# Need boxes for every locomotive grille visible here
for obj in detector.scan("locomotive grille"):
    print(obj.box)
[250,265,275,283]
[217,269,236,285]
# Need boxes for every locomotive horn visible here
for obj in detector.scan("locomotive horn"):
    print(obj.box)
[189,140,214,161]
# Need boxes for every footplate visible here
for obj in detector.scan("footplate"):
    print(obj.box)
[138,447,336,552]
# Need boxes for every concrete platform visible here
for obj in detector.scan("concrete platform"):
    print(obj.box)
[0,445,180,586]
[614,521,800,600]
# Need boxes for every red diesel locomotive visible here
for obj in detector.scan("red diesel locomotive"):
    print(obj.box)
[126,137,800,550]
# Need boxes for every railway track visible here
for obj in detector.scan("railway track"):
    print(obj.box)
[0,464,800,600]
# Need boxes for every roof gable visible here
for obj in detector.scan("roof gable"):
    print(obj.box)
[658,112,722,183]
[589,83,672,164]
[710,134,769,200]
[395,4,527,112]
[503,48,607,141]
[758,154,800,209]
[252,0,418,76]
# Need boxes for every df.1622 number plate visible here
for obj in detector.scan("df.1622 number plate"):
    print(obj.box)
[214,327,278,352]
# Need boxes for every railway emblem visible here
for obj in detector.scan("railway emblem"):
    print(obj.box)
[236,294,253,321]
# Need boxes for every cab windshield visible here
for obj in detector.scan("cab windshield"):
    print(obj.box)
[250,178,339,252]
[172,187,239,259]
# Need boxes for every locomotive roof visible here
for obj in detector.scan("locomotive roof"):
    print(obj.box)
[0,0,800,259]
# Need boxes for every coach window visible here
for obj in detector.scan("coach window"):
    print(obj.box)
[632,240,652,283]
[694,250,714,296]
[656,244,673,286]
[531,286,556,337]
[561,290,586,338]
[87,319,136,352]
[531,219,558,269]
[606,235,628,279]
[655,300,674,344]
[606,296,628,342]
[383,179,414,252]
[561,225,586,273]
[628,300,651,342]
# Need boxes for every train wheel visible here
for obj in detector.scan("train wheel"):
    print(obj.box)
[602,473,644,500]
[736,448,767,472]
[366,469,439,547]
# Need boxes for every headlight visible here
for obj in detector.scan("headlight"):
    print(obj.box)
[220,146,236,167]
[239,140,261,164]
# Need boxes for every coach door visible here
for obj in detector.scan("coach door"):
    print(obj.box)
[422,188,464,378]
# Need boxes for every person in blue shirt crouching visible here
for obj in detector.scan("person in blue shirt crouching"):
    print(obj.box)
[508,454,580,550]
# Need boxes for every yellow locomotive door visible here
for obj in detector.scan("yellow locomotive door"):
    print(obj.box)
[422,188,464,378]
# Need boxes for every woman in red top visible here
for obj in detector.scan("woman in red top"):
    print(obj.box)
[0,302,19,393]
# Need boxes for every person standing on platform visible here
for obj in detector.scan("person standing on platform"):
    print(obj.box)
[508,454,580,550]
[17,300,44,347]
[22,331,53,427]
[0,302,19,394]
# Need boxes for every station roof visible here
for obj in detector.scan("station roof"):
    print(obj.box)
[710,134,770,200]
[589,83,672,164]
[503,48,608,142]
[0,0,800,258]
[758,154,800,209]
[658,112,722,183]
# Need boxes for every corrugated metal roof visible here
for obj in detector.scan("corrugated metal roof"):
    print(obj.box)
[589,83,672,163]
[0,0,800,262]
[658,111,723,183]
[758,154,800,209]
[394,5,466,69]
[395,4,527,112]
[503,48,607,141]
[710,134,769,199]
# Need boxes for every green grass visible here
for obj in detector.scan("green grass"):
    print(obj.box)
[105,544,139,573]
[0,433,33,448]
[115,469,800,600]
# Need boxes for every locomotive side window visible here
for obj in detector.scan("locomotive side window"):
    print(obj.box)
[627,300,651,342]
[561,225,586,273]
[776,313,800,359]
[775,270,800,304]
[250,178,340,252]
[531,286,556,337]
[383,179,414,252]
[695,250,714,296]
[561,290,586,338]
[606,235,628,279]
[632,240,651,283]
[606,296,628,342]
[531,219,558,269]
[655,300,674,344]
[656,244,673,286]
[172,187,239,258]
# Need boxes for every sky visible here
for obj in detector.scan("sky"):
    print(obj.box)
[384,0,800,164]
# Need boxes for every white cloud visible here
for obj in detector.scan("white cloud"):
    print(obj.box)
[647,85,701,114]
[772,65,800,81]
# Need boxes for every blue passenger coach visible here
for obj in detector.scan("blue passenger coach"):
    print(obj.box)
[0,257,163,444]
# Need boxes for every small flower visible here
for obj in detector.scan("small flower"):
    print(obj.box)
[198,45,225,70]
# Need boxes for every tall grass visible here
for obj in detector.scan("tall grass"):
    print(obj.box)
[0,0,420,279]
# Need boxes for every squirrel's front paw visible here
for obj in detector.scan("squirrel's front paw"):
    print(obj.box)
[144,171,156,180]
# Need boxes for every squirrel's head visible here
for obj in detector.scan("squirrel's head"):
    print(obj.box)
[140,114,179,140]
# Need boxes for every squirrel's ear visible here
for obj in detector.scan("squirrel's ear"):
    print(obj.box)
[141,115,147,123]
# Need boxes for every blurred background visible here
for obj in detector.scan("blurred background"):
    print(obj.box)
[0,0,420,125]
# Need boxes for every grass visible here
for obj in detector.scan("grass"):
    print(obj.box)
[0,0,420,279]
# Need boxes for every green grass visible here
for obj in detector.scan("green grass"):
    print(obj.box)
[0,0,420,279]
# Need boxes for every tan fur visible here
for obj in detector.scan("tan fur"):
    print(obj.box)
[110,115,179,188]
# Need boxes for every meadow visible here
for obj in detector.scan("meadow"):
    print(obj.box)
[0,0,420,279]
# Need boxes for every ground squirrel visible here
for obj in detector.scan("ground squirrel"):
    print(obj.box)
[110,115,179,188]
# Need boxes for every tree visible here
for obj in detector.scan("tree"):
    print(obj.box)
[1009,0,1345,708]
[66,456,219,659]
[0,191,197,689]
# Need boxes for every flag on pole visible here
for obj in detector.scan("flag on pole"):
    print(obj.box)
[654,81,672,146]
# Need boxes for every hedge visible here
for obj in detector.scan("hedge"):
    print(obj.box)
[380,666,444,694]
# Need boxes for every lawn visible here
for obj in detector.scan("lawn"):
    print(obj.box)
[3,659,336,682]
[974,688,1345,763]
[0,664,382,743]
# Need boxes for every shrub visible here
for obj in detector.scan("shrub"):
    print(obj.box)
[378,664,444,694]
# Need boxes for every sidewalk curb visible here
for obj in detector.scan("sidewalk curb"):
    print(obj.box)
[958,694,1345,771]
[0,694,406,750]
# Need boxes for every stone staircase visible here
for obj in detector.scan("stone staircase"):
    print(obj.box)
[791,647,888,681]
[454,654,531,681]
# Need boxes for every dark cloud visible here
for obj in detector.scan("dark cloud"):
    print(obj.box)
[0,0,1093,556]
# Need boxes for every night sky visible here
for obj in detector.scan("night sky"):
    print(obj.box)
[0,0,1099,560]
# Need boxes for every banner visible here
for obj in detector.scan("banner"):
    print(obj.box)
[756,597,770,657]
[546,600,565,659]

----------

- [To do]
Return each line from the items above that contains the string "platform". The match is case-sensitive.

- [Output]
# Need boxes for every concrete platform visible here
for obj in detector.scan("concrete platform"):
# Need boxes for every person standing on platform visible here
for obj in detector.scan("person standing on platform"):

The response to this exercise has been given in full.